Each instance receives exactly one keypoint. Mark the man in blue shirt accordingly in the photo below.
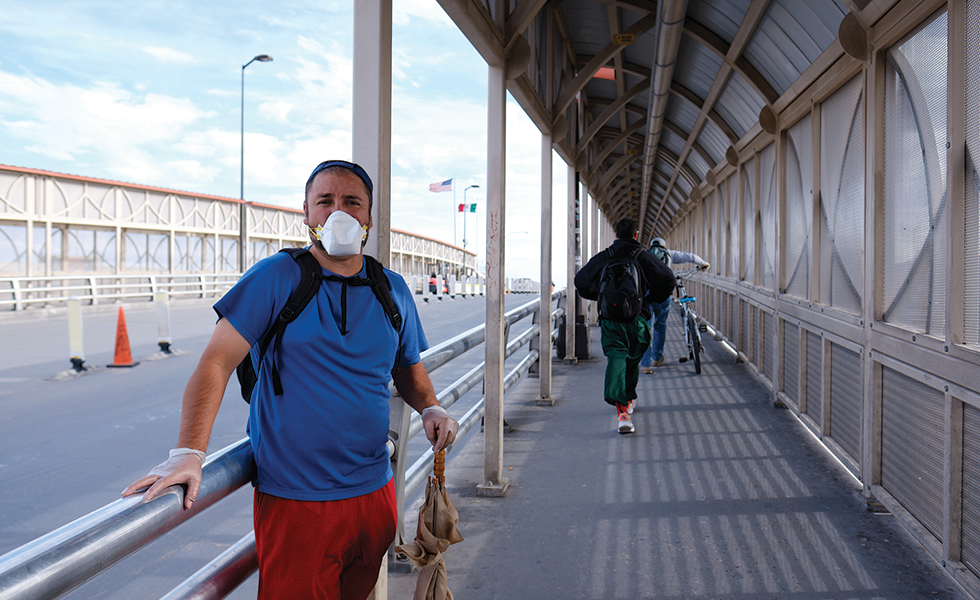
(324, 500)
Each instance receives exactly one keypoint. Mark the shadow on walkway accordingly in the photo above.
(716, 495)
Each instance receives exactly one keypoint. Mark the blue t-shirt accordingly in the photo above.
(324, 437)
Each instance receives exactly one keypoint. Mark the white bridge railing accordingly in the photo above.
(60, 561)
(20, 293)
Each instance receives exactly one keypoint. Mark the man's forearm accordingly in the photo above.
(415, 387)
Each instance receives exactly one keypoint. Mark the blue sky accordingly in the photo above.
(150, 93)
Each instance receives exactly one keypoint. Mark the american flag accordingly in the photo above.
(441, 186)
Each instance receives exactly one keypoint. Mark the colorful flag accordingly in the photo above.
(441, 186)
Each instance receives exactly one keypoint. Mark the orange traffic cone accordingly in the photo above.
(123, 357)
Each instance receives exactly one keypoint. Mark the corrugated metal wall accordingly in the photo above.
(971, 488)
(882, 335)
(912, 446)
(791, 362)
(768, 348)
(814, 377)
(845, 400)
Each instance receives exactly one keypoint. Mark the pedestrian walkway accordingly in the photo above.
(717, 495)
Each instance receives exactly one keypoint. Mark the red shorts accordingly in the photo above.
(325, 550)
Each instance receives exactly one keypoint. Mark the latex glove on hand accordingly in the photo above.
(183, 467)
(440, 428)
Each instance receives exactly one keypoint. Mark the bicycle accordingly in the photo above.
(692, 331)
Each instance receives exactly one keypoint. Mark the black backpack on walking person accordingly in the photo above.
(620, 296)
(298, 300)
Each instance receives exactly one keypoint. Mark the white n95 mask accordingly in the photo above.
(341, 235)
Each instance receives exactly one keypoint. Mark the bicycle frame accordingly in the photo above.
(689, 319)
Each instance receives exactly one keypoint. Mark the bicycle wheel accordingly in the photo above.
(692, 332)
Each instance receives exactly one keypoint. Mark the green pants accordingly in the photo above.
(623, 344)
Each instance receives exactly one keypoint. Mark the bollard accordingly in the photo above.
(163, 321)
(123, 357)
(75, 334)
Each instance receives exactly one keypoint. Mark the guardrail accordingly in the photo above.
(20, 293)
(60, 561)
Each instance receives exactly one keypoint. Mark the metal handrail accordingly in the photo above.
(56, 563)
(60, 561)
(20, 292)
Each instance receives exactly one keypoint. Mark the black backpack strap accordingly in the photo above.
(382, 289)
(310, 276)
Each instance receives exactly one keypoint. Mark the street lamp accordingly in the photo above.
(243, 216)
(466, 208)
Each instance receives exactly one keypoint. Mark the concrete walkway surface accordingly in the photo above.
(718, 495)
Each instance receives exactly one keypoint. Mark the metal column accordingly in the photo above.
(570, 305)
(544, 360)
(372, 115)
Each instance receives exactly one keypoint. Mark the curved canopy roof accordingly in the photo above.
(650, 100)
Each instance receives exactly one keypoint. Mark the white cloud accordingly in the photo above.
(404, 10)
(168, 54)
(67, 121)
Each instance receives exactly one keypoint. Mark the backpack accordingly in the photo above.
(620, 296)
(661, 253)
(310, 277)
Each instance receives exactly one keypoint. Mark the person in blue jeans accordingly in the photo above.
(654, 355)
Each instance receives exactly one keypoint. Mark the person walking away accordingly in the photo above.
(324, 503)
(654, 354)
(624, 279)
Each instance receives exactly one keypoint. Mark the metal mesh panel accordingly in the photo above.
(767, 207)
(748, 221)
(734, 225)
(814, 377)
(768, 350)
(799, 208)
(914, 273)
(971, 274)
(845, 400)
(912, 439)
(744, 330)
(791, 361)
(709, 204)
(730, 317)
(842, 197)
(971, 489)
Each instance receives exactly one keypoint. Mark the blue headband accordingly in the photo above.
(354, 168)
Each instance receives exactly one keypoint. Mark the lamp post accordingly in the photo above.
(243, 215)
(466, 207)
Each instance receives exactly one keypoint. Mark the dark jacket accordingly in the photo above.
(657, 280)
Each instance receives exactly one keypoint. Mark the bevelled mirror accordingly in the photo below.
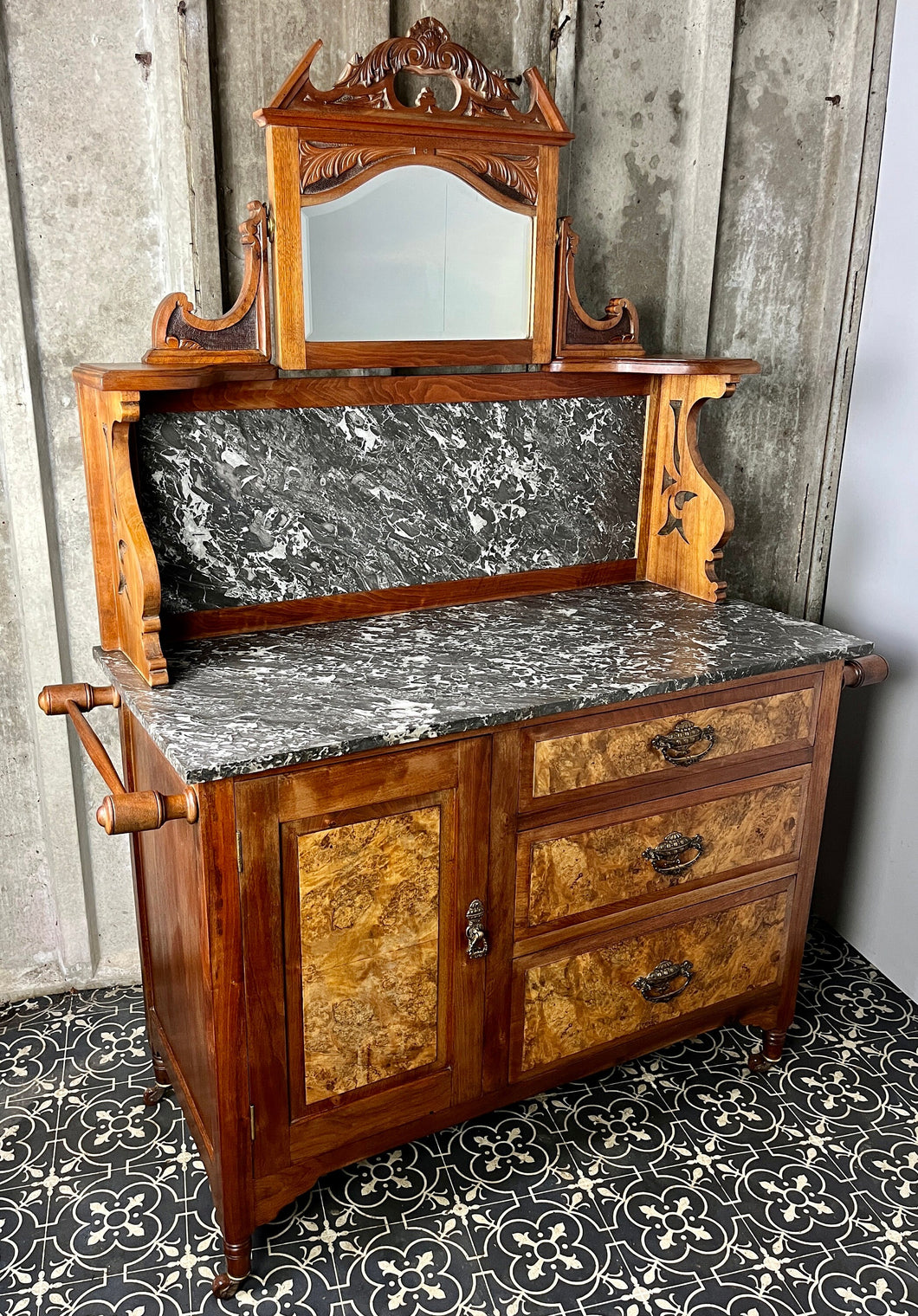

──────────────────────────────

Assignment: Skipping any pictures, copy the entries exactly as they appear.

Answer to the problem:
Each instance receives exactly one keypoint. Mark the man in blue shirt accordingly in the photo below.
(324, 500)
Each instance receives exactly one keypoint. Mark the shadow on walkway accordingly in the photo above.
(716, 495)
Each instance receives exactly one keypoint. Mark the blue t-shirt accordingly in the photo above.
(324, 437)
Each instance receives exactly one keypoint. Mark the white bridge railing accordingly in the photo above.
(60, 561)
(20, 293)
Each instance receives exactly one keypoint. Mark the man's forearm accordingly in the photo above.
(415, 387)
Each instance receives exactly one keypoint. Mark the blue sky accordingly in the photo above.
(150, 93)
Each instance receives exactly one keypoint. Mark the american flag accordingly in the photo above.
(441, 186)
Each instance receives exactly one keypoint. Mark the colorful flag accordingly in the photo above.
(441, 186)
Each instance receives exactly one keypoint. Mark the orange traffic cone accordingly in the photo above.
(123, 357)
Each instance receives exactly one keypoint. Mark the corrugated metal wall accordingly in the photo above.
(971, 488)
(882, 335)
(912, 446)
(791, 362)
(768, 348)
(814, 377)
(845, 400)
Each instance receives exactly one keypoint. Mark the pedestrian walkway accordingly in the photo above.
(717, 495)
Each instance receives exactly one keypoint. Mark the red shorts accordingly in the photo above.
(325, 550)
Each instance receives exactly one keypoint. Mark the latex glove on hand accordingly in the photo above.
(183, 467)
(440, 428)
Each instance receives exactly one keypoint. Mark the bicycle accordingly in the photo above.
(692, 331)
Each instance receives exactly one keypoint. Mark the black backpack on walking person accordingly in the photo above.
(620, 296)
(298, 300)
Each instance receives exactly one keypoint. Mark the white n95 mask accordingly in the photo above.
(341, 235)
Each instance receives exactly one keypoint. Mark the bicycle frame accordingly in the photo above.
(689, 319)
Each instance receives exactly one keypoint. Mark the bicycle wheel accordingly in the photo above.
(692, 332)
Each instance receives exactly one keypoint. Mark the green pants accordingly in the photo above.
(623, 344)
Each instance receives exactly one keypoint. Mark the bollard accordingly in the photo above.
(163, 321)
(123, 357)
(75, 334)
Each instance receives exactly one keypoint. Mark the guardrail accordingly in the photo above.
(20, 293)
(60, 561)
Each instance receives exactly one keypoint. Mark the metal handrail accordingly in the photo above.
(56, 563)
(60, 561)
(20, 292)
Each instance receives exactly one keypoint. Mark the black backpack strap accordingly in the photo above.
(382, 289)
(310, 276)
Each instance receives exactly one keypoint. Mark the street lamp accordingly in the photo above.
(243, 216)
(466, 208)
Each instance receives exactly one keypoint. Mark the concrete walkway surface accordingly in the photo above.
(718, 495)
Each instance receives exactly one keypoint. Mark the metal column accordingly in the photo above.
(570, 305)
(544, 360)
(372, 115)
Each instance receives exactly one keypoint. Mark the curved canopy roof accordingly in the photo above.
(650, 100)
Each instance receives exactly one keypoint. Mark the white cloud accordingly in the photo above.
(404, 10)
(168, 54)
(67, 121)
Each instance receives exactly one keypoint. Mark the backpack accordingly in the photo above.
(620, 296)
(661, 253)
(310, 277)
Each instance receives exactly one keypoint. Mark the person in blue jeans accordingly in the photo above.
(654, 355)
Each instance receives exactly one keypoint. Mark the person walking away accordingly in the photo above.
(324, 503)
(654, 354)
(624, 279)
Each instance receives exactly one keypoint. Mark the metal mesh panel accordingly in the photo above.
(767, 207)
(748, 221)
(734, 225)
(814, 377)
(768, 350)
(799, 208)
(914, 273)
(971, 274)
(845, 400)
(912, 439)
(744, 330)
(791, 361)
(709, 204)
(730, 317)
(842, 197)
(971, 489)
Each instance receives exactly one keypoint. Mark the blue headband accordingly in the photo above.
(354, 168)
Each instance receives exactly one keypoint. Mark the lamp post accordingly in the photo above.
(243, 215)
(466, 207)
Each instance receives exactly one keypoint. Mark the dark jacket accordingly in the photo above.
(657, 280)
Each instance receives exactly one keypoint. Mark the bevelled mirror accordingly in the photo below.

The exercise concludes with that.